GIVEN EXERCISE:
Could you copy the rows below word for word, starting at the very first one and ending at the line that contains "xmin=590 ymin=371 xmax=876 ymax=701", with both ends included and the pictures left out?

┏━━

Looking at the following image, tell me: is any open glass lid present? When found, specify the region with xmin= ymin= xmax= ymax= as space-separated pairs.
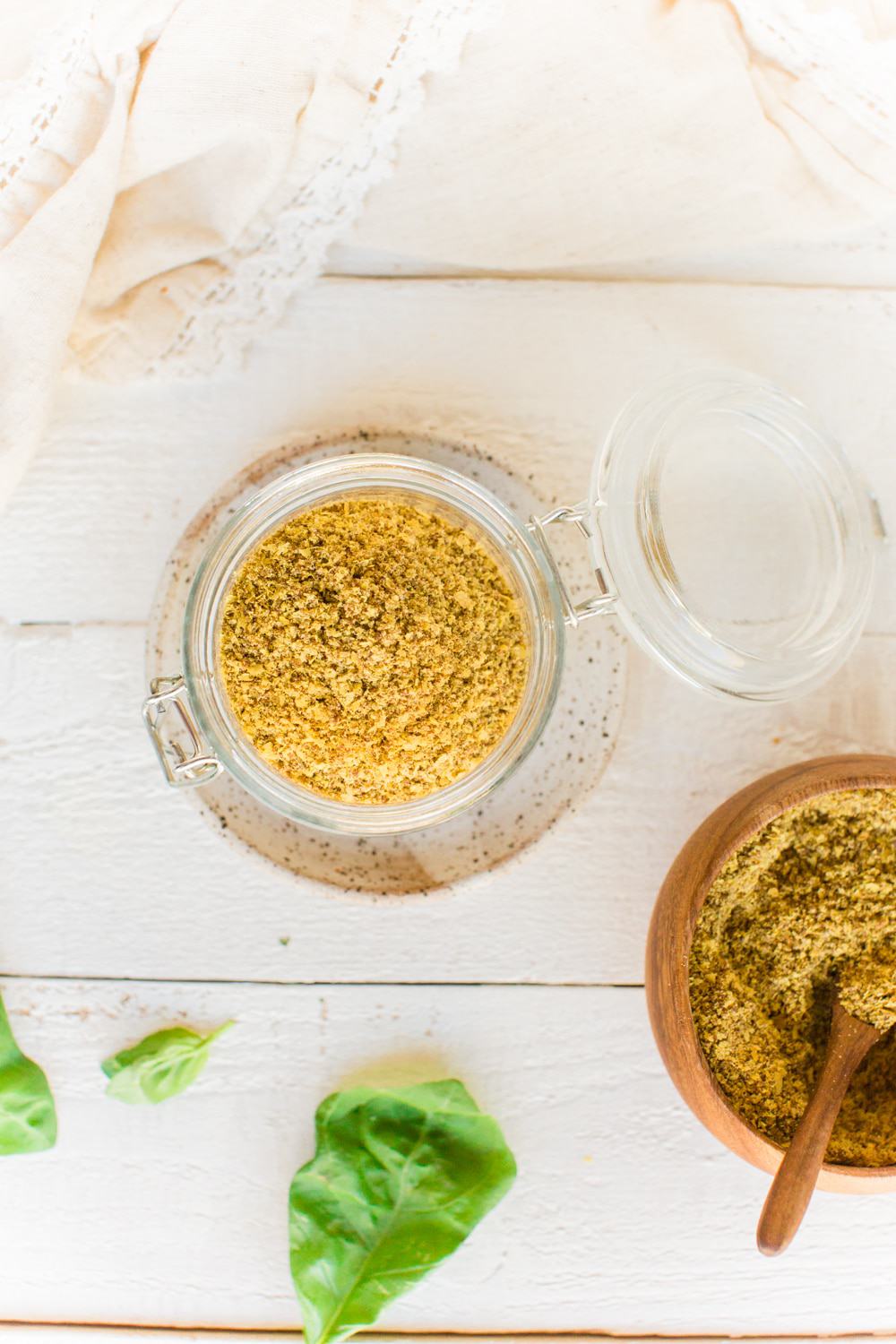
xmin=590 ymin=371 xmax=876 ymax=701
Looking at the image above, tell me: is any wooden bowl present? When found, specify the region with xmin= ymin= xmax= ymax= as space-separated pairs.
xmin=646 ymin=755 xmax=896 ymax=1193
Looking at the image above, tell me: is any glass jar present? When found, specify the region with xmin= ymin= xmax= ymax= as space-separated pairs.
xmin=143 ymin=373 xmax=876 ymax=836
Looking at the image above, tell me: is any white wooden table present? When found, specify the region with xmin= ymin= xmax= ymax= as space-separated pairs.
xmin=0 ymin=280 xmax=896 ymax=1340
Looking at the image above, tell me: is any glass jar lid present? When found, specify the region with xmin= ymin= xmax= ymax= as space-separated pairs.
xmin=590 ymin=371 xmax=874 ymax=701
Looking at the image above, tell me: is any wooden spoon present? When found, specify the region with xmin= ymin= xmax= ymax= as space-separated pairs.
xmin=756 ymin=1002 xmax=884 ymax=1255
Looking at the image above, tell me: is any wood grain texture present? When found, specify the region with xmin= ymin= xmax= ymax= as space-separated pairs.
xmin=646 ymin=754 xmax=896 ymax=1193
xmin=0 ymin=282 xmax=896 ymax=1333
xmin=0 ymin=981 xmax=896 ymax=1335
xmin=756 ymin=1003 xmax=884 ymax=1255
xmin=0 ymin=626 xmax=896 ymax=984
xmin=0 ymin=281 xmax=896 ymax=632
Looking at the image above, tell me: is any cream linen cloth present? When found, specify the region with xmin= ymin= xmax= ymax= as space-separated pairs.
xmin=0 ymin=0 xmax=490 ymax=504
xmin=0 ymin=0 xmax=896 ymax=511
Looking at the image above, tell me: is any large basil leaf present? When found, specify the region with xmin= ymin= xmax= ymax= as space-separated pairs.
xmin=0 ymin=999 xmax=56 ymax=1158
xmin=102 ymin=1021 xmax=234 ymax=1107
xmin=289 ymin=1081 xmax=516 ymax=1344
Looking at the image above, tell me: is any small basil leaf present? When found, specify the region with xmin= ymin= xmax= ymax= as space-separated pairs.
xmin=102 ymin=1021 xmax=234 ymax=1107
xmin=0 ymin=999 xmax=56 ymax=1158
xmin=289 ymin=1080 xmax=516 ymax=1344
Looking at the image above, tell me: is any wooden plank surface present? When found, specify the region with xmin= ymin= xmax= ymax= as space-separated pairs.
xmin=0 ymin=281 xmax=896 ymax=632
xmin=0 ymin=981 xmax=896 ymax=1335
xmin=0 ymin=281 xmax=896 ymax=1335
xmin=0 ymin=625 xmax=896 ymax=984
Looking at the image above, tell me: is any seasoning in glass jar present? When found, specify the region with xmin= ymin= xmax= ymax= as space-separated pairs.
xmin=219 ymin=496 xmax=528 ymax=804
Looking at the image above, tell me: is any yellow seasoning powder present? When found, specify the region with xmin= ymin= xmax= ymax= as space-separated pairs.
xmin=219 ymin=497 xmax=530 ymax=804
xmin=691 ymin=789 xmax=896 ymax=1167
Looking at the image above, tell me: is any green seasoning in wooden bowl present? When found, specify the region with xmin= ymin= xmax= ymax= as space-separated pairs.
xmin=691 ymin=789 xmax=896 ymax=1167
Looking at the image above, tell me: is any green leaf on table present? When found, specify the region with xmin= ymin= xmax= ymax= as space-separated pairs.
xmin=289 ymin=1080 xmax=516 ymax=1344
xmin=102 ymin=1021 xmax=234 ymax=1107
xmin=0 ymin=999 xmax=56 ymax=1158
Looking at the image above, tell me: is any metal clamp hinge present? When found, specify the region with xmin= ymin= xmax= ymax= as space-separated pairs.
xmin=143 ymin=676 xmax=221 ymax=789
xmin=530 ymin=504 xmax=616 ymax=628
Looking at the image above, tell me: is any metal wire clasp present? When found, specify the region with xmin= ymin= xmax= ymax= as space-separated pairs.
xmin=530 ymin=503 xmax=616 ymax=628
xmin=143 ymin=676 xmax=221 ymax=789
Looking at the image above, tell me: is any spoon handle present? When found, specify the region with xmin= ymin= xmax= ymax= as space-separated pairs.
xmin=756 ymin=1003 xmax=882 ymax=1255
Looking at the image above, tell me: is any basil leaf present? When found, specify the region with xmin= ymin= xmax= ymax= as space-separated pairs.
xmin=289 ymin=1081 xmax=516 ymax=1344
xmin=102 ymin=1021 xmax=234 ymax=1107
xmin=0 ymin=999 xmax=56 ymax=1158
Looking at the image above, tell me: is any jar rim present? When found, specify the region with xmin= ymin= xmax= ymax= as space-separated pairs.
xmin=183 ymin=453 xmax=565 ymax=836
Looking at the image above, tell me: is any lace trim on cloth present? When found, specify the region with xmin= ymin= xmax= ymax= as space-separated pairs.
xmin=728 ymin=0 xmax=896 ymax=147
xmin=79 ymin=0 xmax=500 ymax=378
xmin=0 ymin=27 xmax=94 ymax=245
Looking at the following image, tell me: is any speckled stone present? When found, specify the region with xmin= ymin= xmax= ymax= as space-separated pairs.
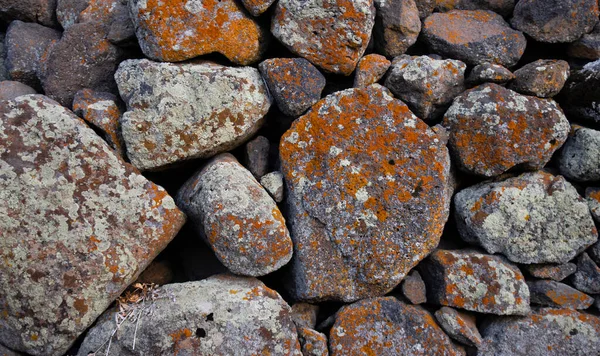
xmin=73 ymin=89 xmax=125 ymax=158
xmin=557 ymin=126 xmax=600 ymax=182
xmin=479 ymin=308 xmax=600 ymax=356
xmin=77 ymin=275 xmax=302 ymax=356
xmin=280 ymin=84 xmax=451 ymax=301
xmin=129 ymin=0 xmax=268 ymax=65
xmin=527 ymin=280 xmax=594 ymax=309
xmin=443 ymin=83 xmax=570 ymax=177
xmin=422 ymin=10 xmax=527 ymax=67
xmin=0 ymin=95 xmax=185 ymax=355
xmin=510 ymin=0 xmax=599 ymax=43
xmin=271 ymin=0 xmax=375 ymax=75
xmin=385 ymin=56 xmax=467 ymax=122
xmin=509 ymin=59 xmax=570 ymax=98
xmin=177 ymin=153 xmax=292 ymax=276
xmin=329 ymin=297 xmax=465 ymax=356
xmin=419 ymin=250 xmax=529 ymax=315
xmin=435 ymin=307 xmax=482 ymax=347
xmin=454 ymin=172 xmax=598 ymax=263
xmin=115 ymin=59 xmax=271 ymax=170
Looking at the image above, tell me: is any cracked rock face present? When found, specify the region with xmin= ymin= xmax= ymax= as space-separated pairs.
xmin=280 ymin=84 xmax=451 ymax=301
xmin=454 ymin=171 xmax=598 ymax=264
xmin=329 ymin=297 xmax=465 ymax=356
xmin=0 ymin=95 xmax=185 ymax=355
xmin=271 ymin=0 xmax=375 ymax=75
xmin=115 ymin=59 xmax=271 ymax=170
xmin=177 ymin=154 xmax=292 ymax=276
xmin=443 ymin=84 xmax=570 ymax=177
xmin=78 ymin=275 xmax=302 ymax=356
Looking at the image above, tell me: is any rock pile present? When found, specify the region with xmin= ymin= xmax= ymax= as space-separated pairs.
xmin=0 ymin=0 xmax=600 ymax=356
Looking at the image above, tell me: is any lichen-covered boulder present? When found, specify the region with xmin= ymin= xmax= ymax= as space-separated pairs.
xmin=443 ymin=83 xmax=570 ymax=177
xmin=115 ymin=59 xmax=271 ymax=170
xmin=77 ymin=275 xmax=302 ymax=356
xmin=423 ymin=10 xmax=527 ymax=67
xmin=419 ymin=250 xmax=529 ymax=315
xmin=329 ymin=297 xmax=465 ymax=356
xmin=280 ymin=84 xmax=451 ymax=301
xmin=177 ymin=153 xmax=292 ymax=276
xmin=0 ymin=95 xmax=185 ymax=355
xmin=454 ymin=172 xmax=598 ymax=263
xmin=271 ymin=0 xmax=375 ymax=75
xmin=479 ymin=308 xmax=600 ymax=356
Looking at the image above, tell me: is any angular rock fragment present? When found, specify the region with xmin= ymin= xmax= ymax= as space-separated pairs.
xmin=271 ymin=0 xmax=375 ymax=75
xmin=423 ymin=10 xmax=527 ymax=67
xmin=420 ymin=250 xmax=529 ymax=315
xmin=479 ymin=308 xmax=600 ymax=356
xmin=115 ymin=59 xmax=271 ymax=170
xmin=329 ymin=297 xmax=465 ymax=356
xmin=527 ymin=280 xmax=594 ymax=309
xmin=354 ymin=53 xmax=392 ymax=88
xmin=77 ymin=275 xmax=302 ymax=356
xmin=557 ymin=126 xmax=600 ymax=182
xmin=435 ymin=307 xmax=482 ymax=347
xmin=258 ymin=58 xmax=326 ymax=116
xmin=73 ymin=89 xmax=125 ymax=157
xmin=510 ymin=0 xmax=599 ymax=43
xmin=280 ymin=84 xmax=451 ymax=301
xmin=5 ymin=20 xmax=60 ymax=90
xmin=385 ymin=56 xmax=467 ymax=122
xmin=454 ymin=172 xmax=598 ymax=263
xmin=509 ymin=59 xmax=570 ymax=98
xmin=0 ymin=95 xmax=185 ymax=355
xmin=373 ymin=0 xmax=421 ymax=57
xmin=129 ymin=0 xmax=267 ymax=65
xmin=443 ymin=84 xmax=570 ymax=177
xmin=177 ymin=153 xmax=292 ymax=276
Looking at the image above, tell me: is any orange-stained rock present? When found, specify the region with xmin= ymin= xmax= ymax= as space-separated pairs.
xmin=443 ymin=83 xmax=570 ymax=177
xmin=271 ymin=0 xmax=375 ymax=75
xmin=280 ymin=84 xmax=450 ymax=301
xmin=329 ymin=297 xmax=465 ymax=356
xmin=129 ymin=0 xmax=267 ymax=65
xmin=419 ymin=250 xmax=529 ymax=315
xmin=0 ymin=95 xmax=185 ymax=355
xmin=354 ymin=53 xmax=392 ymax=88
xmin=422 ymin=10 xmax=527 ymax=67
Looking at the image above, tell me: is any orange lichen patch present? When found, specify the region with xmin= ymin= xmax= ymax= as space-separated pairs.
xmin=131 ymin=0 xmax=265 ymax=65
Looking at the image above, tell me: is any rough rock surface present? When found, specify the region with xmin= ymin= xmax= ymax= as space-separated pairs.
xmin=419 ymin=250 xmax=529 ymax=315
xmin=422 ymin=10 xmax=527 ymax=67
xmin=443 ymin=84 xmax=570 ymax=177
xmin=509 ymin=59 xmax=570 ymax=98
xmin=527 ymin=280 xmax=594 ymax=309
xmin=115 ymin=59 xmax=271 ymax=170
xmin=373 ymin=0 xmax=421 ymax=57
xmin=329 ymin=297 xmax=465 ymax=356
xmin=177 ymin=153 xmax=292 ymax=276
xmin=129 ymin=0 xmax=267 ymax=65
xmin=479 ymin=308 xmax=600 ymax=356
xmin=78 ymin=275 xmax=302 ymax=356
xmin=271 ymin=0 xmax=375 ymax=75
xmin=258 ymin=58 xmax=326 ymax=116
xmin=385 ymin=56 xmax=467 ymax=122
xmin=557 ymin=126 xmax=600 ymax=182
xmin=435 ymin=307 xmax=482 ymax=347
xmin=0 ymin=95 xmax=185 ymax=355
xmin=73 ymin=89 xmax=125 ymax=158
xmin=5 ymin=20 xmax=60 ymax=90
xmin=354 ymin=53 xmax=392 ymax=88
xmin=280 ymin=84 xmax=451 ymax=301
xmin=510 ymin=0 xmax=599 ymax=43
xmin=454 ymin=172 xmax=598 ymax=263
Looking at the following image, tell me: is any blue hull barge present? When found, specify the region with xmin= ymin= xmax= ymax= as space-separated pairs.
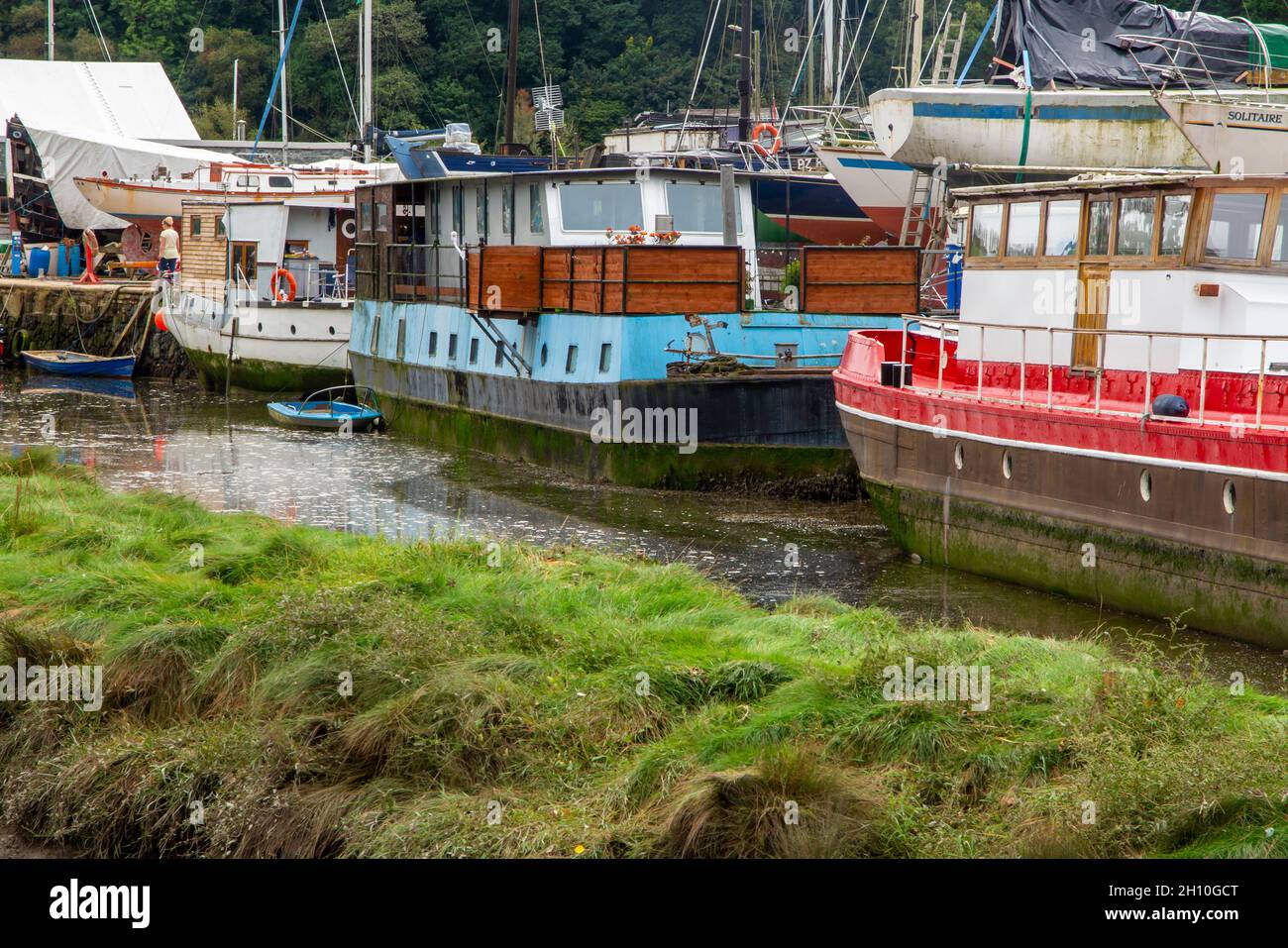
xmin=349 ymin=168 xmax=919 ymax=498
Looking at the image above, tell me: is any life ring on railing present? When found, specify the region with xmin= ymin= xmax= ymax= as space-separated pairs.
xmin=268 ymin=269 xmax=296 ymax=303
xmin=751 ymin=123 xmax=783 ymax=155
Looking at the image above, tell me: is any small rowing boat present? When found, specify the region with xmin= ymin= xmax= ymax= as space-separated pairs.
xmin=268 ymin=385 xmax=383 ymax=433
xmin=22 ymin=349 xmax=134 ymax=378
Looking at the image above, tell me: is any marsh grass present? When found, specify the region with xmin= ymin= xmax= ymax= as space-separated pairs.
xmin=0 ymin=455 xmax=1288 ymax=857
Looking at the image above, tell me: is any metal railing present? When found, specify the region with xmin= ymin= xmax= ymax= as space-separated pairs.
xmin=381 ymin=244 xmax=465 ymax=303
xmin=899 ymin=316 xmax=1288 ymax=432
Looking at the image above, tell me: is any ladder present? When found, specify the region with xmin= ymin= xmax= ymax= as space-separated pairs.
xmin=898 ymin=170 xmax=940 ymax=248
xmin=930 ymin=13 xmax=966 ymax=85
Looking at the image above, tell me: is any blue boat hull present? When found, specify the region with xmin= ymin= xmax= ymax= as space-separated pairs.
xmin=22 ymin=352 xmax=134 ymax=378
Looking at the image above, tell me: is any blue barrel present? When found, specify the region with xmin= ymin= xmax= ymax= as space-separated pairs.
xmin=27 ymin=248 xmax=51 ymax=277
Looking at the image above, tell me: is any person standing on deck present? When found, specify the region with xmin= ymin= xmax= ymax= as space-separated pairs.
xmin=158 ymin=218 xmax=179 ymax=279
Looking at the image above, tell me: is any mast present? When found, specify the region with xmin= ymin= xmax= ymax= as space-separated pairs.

┗━━

RESPONSE BELOW:
Looking at the following image, tell me: is any open glass lid present? When found, specify the region with xmin= ymin= xmax= ymax= as space-separated pairs.
xmin=590 ymin=371 xmax=876 ymax=701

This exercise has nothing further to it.